> **Problem description**
Each entry listed below should be reproduced word for word.

> **Supplied material**
___

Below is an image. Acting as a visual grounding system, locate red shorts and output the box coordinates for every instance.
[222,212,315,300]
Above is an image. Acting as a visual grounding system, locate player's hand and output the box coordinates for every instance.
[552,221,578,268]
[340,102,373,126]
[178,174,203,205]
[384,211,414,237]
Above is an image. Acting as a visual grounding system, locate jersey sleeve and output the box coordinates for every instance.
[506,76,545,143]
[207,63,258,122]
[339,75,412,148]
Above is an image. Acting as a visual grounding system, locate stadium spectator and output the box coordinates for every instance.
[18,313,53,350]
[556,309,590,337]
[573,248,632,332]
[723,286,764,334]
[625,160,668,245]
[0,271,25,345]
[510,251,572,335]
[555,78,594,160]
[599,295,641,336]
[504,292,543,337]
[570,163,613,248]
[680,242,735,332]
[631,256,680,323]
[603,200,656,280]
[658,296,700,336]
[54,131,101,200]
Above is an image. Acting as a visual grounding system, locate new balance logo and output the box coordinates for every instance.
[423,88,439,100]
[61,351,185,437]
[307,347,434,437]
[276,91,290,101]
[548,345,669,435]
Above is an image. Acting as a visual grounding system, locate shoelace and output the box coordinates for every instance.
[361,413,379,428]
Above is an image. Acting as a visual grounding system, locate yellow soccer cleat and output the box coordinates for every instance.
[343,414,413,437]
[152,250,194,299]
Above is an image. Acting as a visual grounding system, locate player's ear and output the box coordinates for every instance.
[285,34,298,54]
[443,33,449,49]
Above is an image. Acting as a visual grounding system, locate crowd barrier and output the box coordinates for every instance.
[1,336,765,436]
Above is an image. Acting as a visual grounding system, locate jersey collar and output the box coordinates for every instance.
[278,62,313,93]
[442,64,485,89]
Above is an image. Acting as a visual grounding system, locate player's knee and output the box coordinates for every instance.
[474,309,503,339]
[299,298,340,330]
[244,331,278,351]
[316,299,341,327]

___

> **Response below**
Below is an image. Acting as a visual grounding system, locate red shorts and output the box coordinates for every instance.
[222,212,315,300]
Above is an image. Acting as a visual grounding system, locate player's hand and output the box coordinates for every instance.
[552,221,578,268]
[340,102,373,126]
[178,174,203,205]
[384,211,414,237]
Above is an image. Acting as a visual grounding system, locate jersey sleeve and output the box coordinates for every instance.
[506,76,545,143]
[207,63,258,122]
[339,75,412,148]
Above is an image. Acting as a visual grounding system, locate stadium spectator and output the box coordinates for every instance.
[18,313,53,350]
[556,309,590,337]
[573,248,632,332]
[723,286,764,334]
[625,160,668,245]
[0,271,25,345]
[510,251,572,335]
[555,78,594,160]
[599,295,641,336]
[504,292,543,337]
[570,163,613,248]
[680,242,735,332]
[631,256,680,323]
[603,200,656,280]
[658,296,700,336]
[54,131,101,200]
Above is an image. Acting as a visual grounding system, locate new balance logo and output the box coordinates for every instance.
[423,88,439,100]
[61,351,185,437]
[307,347,434,437]
[276,91,290,101]
[548,345,669,435]
Above is an image. Acting as a visual grounding system, locate shoelace and output the box coordinates for every instance.
[361,413,379,428]
Above is an image. Acting as a visual grounding system, locate yellow soccer cleat and output the box coordinates for every instance.
[343,414,413,437]
[152,250,194,299]
Above is an image. Acting as a visual grounding system, locate player's ear and output the box coordinates for every instance.
[285,34,298,54]
[443,33,449,49]
Above is an image. Acting as a visual grounding system, locate crowd barrier and output the box coordinates for every instance.
[1,336,765,436]
Above is an image. Acting as a visual grounding system, locate jersey collar and output the box coordinates for every instance.
[278,62,313,93]
[442,64,485,89]
Above is an image. Acting as a visual grounding system, locate player's knee and output the box coordinates for every instance.
[474,309,503,339]
[299,298,340,330]
[244,331,278,351]
[316,299,341,327]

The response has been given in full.